§ Trecho da fonte:

§ §

Outro clássico que se revela inédito a cada releitura é “Grande Sertão Veredas” (1956), de Guimarães Rosa. Este romance é o grande marco inovador na literatura brasileira de todos os tempos. Rosa retrata um país arcaico, sem passado ou futuro, um país que ensina quem somos. O texto é uma reescritura dos romances medievais (modelo barroco), épico, discussão entre Deus e o diabo.
“Os Sertões”, de Euclides da Cunha, é um livro que nos ensina algo que não sabíamos, descobrimos nele algo que sempre soubéramos ou acreditávamos saber... Euclides, com sua escrita virtuosística, faz uma interpretação histórica do País a partir da cultura do sertão. Canudos é uma idéia euclidiana da desilusão da utopia republicana. Narrativa da realidade social e cultural de um povo deslumbrado, cego pela fé religiosa e que preferiu se consumir no fogo, para reviver a maldição bíblica.
“Memórias Póstumas de Brás Cubas” (1880), de Machado de Assis, é um exemplo de clássico que precisou de tempo para encontrar o seu lugar certo. O romance em forma de monólogo autobiográfico é um divisor na obra de Machado. O bruxo do Cosme liberta-se do romantismo e inaugura o estilo realista que aborda temas como adultério, hipocrisia e egoísmo. Mas Machado rejeita tanto o determinismo social quanto a prosa descritiva dos realistas, segundo os críticos. A prosa machadiana, narrativa não-linear, original e radicalmente cética, nos revela a dimensão fundamental do tempo, dá sentido à vida banal e ordinária através da experiência humana.
Segundo Ezra Pound, mestres são os “homens que combinaram um certo número de tais processos e que os usaram tão bem ou melhor que os inventores”. Franz Kafka é um dos mestres deste século, autor de “Metamorfose”, texto singular da literatura universal. O anti-herói Joseph K. nos leva a descobrir a história dos pesadelos do mundo moderno. A subordinação e as situações intoleráveis são as idéias centrais da narrativa. Pode-se afirmar que este romance expressa o fantástico, o incompreensível, a opressão, o estranho e a sátira ao invés do patético. O texto desmistifica a organização social que se perpetua, graças a paciência dos subordinados que morrem sem imaginar os seus direitos.

§ §

§ Dados fornecidos:
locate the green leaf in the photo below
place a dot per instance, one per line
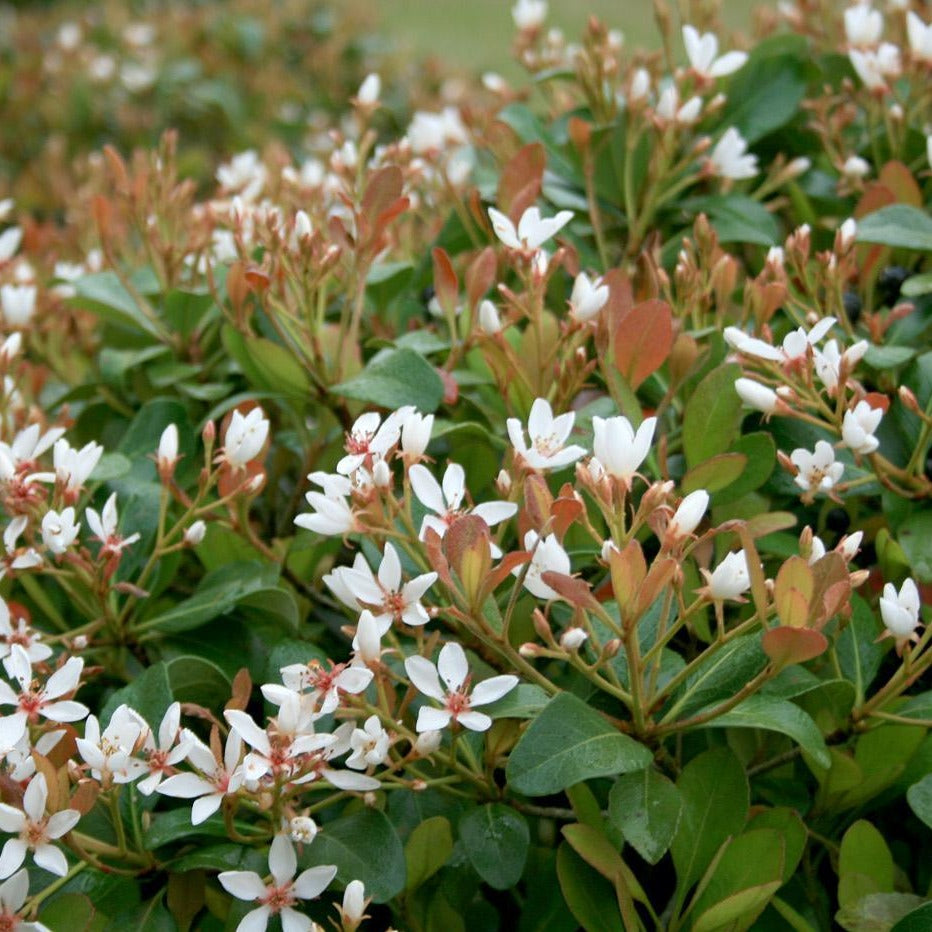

§ §

§ Exercício proposto 1:
Com base no trecho sobre clássicos da literatura, responda:
(a) Em que ano foi publicado "Grande Sertão Veredas"?
(b) Segundo o trecho, de que se vale Euclides da Cunha para fazer uma interpretação histórica do País?
(c) De qual estilo Machado de Assis se liberta em "Memórias Póstumas de Brás Cubas"?
§ Exercício proposto 2: Relacione todas as obras literárias cujo título aparece entre aspas no trecho sobre clássicos da literatura e informe o autor de cada uma.
§ Exercício proposto 3: Prossiga o trecho sobre clássicos da literatura a partir da última frase apresentada.

§ Resposta do exercício 1:
(a) Em 1956.
(b) Da cultura do sertão.
(c) Do romantismo.

§ Resposta do exercício 2:
- "Grande Sertão Veredas", de Guimarães Rosa
- "Os Sertões", de Euclides da Cunha
- "Memórias Póstumas de Brás Cubas", de Machado de Assis
- "Metamorfose", de Franz Kafka

§ Resposta do exercício 3:
Outro livro que merece ser relido, (clássico é o livro que estamos sempre relendo...), é “As Mil e Uma Noites”, texto estabelecido a partir dos manuscritos originais por René R. Khawam. Na época provável em que se redigiram as “Mil e Uma Noites” (século XIII), o Islã atravessava uma crise, o poder era contestado e havia ameaças nas fronteiras, segundo historiadores. As aventuras da bela Xerazade e os contos narrados para entreter seu interlocutor, o sultão Xeriar, é um conjunto de novelas exemplares situado entre os “livros permanentes” da história da literatura.
“Eupalinos ou O arquiteto _ Escritos de circunstância” (1921), de Paul Valéry, reflete sobre o processo de criação arquitetônica. Valéry, poeta-crítico, cria um clássico a partir de um diálogo imaginário entre Sócrates e Fedro. “Dialogue des morts”, era como seria chamado o texto em sua primeira edição. Fedro e Sócrates habitam nas noites alucinadas do inferno. Pairam sobre eles a idéia da reflexão dos mortos. Uma idéia assombrada. Conversam sobre as limitações e emoções de uma vida que poderia ter sido.
“Uma Temporada no Inferno & Iluminações”, de Arthur Rimbaud, inaugurou a literatura do desespero, do assombro, do inconformismo, da beleza perdida, do visível e do imaginário. Segundo George Steiner, Rimbaud “deixou sua impressão digital na linguagem, no nome e no temperamento do poeta moderno, como Cézanne o fez com as maçãs”.
Virginia Woolf é conhecida sobretudo como uma romancista que aperfeiçoou modernas técnicas de narrar, como as do monólogo interior e do fluxo de consciência. “Orlando”, de Woolf, é o romance mais popular da escritora, mas o texto mais inovador e revolucionário em termos de forma é “As ondas”, em que o cotidiano dispensa enredo, ação, e surge de puras sensações.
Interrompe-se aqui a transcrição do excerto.